→ **Source**:
--- --- ---
# UK Driving Licence



## wifiuser (May 7, 2015)

If their a lawyer who can answer the question on the UK driving license. It seems you have to carry a 10 year UK unless you are here more than 182 days a year continuously, but what happens if you go back to the UK a more than 4 times a year?


----------



## gus-lopez (Jan 4, 2010)

Title says passport , Driving licence in thread ,182 days mentioned which can only apply to tax residency / wtf has returning to the UK to do with it ? 
Ask a question that is understandable would help for a start.


----------



## wifiuser (May 7, 2015)

Wrong title but question is about UK driving licenses in Spain, I was hoping to get an answer from a lawyer but got the three wise guys instead.


----------



## Alcalaina (Aug 6, 2010)

wifiuser said:


> Wrong title but question is about UK driving licenses in Spain, I was hoping to get an answer from a lawyer but got the three wise guys instead.


You'd better find a proper lawyer then, you can't expect free advice on a forum especially if you respond like that!


----------



## wifiuser (May 7, 2015)

Maybe where you come from slack replies are the norm! A polite response would be welcome, just hope you can take your blinkers off.


----------



## snikpoh (Nov 19, 2007)

wifiuser said:


> If their a lawyer who can answer the question on the UK driving license. It seems you have to carry a 10 year UK unless you are here more than 182 days a year continuously, but what happens if you go back to the UK a more than 4 times a year?


Not a lawyer just one of those idiots who didn't understand your post OR the title in relation to the post.

Anyway, I don't understand your concern about 10 year licences and 182 days a year.


The issue is that the paper licences are being (or have been) withdrawn. As a consequence, any one resident in Spain who has one, should now have changed it for a Spanish licence.

The 182 days (not necessarily continuous) is a red herring as this is all to do with tax residency. 90 days is the real issue.
--- --- ---
Bounding box annotation entries

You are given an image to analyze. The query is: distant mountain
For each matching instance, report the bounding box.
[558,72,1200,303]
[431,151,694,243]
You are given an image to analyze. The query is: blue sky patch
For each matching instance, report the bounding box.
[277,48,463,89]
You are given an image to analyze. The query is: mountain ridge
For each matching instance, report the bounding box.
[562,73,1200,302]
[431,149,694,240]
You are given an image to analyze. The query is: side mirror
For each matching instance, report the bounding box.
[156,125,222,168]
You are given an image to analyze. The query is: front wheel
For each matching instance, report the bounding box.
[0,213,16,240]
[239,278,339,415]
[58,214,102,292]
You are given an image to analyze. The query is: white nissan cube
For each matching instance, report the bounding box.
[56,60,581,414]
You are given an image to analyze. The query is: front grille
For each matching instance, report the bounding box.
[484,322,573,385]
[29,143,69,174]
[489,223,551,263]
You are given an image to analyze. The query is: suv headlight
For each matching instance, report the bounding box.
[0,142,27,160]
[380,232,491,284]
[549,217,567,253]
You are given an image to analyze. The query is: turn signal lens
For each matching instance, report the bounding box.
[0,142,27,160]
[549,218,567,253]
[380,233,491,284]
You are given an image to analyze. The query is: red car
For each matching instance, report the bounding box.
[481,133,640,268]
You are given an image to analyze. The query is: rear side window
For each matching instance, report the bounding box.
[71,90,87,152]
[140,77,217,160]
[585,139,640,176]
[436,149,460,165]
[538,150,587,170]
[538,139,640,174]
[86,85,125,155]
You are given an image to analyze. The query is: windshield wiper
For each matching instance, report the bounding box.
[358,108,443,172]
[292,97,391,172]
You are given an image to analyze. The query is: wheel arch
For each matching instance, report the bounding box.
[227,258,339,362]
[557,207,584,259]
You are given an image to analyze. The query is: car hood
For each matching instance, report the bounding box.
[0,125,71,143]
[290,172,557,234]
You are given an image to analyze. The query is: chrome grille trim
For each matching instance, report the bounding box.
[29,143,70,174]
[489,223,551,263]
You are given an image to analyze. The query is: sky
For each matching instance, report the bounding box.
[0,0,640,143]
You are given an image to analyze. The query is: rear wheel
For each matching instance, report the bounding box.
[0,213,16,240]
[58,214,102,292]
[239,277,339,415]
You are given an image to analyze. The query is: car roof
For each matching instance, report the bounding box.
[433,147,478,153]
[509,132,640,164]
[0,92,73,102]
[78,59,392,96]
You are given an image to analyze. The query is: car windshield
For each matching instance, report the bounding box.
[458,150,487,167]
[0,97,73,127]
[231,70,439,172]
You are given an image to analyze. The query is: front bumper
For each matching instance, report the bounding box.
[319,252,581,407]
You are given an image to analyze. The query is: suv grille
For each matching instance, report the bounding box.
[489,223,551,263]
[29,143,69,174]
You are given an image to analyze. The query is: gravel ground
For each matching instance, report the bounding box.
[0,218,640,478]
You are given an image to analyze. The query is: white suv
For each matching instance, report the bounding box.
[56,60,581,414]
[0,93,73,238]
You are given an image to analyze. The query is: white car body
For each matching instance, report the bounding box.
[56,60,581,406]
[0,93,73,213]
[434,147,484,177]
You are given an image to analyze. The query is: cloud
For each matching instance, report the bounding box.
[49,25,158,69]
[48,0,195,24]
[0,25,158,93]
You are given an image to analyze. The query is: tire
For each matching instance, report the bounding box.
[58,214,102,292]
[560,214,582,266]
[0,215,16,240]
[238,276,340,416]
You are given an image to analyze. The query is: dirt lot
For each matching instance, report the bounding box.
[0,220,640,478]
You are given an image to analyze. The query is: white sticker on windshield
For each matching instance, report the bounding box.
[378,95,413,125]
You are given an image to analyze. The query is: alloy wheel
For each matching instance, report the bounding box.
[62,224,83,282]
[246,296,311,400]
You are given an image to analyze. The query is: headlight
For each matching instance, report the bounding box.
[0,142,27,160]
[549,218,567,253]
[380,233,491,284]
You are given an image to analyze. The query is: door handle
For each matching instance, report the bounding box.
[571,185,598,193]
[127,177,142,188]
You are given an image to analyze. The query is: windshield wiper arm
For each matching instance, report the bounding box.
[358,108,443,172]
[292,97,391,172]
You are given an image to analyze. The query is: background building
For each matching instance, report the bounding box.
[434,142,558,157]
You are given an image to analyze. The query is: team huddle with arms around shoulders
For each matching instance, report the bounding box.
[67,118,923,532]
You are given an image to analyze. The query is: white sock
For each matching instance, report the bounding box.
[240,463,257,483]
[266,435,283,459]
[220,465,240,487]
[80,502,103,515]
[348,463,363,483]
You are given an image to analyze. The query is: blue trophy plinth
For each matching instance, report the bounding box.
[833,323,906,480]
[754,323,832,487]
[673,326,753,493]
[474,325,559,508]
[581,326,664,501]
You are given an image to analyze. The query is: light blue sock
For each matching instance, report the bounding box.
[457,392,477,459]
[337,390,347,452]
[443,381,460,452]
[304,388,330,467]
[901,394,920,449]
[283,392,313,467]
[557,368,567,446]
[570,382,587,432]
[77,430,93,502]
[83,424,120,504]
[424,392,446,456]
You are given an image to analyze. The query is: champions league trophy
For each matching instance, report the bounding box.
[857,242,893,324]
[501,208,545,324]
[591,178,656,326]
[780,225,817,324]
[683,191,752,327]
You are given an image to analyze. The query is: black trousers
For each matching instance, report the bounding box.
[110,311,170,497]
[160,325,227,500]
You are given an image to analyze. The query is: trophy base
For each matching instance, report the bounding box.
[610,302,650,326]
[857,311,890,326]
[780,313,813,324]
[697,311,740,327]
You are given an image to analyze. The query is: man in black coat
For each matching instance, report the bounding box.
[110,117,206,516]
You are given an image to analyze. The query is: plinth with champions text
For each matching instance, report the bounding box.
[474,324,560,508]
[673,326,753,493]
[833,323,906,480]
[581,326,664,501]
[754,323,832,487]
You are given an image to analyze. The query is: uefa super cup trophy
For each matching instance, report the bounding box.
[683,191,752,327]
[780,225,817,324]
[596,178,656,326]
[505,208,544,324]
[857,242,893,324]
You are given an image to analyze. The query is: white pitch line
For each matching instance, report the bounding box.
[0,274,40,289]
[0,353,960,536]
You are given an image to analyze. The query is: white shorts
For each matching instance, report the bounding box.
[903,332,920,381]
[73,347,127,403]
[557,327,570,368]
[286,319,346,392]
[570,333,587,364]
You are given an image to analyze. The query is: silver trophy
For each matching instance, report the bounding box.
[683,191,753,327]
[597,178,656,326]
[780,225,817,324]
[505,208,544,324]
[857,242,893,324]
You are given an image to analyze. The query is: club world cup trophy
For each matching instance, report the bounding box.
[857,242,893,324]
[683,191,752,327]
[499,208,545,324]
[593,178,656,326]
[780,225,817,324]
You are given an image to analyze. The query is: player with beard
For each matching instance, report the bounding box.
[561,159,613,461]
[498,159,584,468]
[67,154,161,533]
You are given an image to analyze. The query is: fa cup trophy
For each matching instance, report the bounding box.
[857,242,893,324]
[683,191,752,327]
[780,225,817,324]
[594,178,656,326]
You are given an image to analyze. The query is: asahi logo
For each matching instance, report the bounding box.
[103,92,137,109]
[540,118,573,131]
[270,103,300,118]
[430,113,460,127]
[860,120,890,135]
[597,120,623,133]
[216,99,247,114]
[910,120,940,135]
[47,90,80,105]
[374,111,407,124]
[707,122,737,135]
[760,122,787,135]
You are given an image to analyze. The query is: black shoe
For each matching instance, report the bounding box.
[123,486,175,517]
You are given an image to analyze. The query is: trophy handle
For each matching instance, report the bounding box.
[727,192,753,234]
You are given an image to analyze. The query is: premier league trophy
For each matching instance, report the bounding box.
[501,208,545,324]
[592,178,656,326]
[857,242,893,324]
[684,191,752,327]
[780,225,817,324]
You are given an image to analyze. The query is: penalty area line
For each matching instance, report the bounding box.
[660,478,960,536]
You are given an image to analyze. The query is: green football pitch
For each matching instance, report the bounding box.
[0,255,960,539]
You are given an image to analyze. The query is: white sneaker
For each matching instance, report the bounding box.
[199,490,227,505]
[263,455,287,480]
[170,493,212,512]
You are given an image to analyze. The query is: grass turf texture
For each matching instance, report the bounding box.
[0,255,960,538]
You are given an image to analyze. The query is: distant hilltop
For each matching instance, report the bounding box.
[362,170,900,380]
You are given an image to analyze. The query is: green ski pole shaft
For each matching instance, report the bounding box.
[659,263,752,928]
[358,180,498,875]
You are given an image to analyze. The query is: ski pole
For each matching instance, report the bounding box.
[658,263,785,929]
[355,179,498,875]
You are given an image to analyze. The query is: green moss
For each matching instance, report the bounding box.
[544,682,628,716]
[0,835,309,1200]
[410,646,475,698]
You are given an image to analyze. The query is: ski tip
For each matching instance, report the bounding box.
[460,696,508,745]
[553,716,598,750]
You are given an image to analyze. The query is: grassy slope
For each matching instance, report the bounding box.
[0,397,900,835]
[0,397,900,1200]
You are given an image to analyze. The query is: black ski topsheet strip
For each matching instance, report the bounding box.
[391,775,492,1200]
--- --- ---
→ **Complete the following**:
1 - Echo the passage of the driving licence thread starting at "## snikpoh (Nov" and ending at "to the post.".
2 - In the driving licence thread, how many days does the final post call the real issue?
The listing has no connection to the driving licence thread.

→ **Task-by-task answers**:
1 -
## snikpoh (Nov 19, 2007)

wifiuser said:


> If their a lawyer who can answer the question on the UK driving license. It seems you have to carry a 10 year UK unless you are here more than 182 days a year continuously, but what happens if you go back to the UK a more than 4 times a year?


Not a lawyer just one of those idiots who didn't understand your post OR the title in relation to the post.

2 - 90 days.